(SUPPLIED MATERIAL):
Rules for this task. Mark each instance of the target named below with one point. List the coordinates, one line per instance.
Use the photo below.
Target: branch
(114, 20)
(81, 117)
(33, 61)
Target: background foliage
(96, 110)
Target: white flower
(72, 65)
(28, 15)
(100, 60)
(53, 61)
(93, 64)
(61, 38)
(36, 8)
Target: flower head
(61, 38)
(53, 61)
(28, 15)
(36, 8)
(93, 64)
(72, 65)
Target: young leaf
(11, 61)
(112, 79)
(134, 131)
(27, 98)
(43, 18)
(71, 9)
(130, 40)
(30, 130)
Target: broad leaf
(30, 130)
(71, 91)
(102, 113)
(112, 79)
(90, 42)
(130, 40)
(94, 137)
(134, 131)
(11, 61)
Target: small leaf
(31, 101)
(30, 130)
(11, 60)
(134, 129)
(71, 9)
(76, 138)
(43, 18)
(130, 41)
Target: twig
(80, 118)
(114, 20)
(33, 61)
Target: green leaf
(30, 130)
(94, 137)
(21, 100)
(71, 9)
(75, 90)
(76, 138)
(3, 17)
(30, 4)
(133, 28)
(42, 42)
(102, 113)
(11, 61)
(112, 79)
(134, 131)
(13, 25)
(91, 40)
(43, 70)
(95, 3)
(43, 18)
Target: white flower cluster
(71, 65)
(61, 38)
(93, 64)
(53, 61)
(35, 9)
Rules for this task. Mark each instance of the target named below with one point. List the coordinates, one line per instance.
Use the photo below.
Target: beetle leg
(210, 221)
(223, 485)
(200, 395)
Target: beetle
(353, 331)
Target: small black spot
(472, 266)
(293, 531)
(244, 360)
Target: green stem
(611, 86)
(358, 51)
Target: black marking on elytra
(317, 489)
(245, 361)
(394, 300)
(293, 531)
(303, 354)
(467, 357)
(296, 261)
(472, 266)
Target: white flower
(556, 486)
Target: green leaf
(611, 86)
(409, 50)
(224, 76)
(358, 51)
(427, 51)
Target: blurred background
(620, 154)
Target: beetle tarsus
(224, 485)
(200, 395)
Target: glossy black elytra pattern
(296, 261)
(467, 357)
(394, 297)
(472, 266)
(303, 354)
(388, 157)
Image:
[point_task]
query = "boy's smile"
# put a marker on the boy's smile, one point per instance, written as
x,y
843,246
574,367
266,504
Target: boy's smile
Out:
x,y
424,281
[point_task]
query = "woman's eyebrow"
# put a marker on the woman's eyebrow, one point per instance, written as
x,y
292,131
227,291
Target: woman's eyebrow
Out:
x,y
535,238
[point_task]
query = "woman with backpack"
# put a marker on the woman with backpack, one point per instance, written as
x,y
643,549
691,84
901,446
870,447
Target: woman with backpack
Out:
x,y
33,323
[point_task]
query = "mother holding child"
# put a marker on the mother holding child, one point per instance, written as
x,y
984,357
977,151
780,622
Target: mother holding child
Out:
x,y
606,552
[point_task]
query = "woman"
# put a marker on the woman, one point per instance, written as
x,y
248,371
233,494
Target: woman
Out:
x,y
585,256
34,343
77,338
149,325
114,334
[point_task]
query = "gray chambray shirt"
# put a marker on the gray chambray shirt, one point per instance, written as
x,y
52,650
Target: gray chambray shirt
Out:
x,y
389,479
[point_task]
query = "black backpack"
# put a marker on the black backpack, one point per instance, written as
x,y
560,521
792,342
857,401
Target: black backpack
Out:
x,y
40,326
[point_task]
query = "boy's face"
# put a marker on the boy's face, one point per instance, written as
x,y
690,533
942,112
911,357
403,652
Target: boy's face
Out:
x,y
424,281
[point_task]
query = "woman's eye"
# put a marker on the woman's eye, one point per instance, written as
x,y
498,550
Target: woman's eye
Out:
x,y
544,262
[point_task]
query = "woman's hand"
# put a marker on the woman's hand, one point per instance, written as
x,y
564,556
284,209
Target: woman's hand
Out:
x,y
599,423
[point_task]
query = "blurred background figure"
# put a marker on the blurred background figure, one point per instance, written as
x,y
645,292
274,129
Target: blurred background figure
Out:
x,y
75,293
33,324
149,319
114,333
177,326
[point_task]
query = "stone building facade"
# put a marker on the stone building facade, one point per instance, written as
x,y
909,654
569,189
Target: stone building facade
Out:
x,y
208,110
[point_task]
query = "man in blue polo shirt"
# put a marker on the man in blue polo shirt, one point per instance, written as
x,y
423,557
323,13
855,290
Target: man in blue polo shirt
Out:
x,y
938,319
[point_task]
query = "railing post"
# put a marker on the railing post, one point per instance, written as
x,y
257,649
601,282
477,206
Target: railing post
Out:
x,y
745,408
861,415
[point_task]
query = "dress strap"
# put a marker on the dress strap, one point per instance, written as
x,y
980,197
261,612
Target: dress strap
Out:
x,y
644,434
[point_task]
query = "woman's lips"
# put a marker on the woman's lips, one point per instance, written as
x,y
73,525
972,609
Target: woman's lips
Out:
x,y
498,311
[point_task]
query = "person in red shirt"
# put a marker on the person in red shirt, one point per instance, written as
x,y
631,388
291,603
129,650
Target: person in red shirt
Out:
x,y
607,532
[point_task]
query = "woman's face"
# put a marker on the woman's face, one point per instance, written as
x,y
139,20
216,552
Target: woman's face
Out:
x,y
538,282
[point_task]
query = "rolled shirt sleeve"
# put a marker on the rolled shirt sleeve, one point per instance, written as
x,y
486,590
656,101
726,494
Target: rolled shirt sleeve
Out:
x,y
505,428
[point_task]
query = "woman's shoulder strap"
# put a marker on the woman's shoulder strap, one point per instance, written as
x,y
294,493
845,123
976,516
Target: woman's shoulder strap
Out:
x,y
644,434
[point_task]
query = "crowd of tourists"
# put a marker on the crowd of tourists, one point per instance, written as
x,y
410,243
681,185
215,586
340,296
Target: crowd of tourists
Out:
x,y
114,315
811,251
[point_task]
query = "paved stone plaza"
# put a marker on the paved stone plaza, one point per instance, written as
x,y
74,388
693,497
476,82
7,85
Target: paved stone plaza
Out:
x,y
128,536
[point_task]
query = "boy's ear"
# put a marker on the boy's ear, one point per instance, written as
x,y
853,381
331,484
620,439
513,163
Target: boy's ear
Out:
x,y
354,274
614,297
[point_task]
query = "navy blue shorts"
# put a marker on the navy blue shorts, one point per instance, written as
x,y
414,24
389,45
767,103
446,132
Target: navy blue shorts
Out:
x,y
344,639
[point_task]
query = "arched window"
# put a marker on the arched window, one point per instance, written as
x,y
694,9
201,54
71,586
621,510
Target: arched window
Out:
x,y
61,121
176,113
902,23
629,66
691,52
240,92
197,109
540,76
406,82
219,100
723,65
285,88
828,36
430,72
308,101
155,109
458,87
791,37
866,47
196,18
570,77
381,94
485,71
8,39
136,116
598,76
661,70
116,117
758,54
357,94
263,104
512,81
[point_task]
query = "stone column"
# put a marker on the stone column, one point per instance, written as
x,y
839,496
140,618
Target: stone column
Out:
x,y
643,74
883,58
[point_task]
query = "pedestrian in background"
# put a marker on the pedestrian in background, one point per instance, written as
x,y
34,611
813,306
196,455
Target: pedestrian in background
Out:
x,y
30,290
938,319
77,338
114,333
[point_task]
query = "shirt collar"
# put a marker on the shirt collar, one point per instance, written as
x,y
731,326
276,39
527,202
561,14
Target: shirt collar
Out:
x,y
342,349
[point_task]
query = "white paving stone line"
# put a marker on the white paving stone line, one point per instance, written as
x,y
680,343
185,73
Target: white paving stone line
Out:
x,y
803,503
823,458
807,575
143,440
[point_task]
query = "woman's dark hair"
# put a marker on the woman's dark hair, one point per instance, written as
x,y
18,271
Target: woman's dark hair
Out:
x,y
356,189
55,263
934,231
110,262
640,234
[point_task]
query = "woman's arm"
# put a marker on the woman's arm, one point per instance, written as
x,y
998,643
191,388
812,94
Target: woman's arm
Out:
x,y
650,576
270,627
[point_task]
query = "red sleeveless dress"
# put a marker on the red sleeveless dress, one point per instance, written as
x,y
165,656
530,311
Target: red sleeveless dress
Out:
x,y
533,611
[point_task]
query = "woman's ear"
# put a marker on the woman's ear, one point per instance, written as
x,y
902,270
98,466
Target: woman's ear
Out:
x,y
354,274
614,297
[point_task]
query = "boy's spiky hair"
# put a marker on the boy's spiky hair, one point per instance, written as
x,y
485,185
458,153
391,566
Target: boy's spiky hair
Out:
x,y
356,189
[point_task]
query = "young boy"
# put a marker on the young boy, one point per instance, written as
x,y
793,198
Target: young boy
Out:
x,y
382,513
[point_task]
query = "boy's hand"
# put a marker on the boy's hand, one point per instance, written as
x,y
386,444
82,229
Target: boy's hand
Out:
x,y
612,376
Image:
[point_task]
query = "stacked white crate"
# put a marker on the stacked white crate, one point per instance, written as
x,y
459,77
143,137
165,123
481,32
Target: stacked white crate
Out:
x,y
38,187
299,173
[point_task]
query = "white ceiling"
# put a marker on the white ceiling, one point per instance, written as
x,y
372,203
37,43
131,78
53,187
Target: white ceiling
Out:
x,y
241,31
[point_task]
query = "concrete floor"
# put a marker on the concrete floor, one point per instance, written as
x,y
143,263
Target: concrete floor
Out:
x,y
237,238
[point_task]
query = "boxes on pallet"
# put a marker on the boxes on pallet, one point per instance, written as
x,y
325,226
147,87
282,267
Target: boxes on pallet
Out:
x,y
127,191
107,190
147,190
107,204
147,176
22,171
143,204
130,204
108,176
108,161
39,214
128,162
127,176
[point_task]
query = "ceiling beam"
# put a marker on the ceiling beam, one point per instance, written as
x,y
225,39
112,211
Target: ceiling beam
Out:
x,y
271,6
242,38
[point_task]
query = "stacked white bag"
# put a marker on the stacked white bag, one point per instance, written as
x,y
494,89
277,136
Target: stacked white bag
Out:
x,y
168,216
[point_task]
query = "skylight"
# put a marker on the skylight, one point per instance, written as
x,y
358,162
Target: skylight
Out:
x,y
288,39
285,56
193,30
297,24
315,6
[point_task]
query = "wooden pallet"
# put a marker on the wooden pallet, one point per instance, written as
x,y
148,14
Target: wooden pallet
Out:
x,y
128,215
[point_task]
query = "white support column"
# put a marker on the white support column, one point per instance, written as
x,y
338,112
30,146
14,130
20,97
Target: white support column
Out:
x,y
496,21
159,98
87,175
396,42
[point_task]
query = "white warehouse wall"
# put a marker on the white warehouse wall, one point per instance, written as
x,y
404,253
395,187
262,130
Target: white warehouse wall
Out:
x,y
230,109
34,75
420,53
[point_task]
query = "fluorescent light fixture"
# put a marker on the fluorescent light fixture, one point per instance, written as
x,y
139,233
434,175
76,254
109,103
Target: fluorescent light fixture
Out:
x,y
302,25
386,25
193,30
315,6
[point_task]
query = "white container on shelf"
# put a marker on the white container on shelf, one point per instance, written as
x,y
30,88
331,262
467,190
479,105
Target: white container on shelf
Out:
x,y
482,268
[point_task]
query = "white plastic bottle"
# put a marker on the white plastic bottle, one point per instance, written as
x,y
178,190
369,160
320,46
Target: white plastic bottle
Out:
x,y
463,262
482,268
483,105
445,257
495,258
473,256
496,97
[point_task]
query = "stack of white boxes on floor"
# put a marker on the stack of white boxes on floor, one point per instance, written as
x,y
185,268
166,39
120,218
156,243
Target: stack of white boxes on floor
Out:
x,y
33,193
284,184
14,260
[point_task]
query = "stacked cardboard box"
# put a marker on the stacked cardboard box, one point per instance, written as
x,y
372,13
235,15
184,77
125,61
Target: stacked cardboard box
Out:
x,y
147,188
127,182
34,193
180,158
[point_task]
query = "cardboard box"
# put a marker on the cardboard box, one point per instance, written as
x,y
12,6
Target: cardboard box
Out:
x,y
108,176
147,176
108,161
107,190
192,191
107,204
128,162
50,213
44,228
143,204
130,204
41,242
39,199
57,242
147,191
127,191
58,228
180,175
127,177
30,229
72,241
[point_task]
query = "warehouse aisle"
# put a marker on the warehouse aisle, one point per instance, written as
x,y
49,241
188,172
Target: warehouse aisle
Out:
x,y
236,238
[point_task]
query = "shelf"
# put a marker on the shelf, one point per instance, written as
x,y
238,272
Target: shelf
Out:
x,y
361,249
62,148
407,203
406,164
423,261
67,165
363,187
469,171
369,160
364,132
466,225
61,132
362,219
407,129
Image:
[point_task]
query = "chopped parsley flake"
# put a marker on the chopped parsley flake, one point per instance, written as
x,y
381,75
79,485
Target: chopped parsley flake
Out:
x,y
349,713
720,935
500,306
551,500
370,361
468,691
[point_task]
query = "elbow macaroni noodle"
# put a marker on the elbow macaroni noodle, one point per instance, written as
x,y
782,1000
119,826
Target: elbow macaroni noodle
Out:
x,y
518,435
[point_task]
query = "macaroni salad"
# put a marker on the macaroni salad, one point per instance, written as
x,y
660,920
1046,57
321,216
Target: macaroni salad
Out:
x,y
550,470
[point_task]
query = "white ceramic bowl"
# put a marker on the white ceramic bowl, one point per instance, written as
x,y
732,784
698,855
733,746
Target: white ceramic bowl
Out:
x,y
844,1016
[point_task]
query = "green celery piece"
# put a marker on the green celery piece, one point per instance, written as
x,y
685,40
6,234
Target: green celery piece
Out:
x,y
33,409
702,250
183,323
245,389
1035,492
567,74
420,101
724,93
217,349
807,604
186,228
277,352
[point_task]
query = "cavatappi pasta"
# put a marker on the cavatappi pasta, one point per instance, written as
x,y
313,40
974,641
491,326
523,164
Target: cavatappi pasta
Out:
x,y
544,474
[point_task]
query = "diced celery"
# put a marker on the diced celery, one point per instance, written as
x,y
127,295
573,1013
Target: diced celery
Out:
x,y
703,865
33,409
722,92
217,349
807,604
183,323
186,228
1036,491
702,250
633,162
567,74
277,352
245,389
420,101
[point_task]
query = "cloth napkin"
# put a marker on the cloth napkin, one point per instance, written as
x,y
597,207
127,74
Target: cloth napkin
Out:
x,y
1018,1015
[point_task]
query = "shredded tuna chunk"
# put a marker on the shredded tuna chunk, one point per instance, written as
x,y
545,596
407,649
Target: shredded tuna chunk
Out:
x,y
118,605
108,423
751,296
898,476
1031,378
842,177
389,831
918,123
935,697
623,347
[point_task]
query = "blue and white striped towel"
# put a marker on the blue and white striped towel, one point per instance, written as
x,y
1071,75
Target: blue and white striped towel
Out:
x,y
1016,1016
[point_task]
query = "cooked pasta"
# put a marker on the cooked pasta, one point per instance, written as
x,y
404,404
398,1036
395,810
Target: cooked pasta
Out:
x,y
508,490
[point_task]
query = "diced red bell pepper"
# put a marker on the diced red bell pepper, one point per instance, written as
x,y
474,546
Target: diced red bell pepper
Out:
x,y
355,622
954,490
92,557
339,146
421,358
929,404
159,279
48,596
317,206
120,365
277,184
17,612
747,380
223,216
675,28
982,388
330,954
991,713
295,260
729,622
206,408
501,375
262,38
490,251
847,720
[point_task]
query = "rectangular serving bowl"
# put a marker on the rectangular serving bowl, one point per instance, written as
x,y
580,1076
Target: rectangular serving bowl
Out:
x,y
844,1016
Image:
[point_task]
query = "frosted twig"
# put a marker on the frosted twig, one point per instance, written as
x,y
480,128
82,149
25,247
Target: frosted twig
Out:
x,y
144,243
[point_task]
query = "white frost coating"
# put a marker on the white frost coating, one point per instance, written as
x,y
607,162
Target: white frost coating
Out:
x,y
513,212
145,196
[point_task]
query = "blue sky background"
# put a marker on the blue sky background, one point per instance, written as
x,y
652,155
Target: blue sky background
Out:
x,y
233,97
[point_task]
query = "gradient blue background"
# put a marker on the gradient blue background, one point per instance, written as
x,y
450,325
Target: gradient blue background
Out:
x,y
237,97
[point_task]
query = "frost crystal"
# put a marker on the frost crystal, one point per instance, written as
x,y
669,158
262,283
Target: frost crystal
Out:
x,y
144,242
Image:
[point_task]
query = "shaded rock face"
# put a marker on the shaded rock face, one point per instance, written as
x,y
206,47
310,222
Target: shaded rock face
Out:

(AIM): Collect every line of the listing above that contains the word "pasta", and copy each one in full.

(REPLY):
query = "cavatappi pasta"
# put a marker on the cavatappi pasta, one point per instance, written as
Target: cavatappi pasta
query = "cooked pasta"
# put a marker on the cooked pasta, one point per instance, written as
Target: cooked pasta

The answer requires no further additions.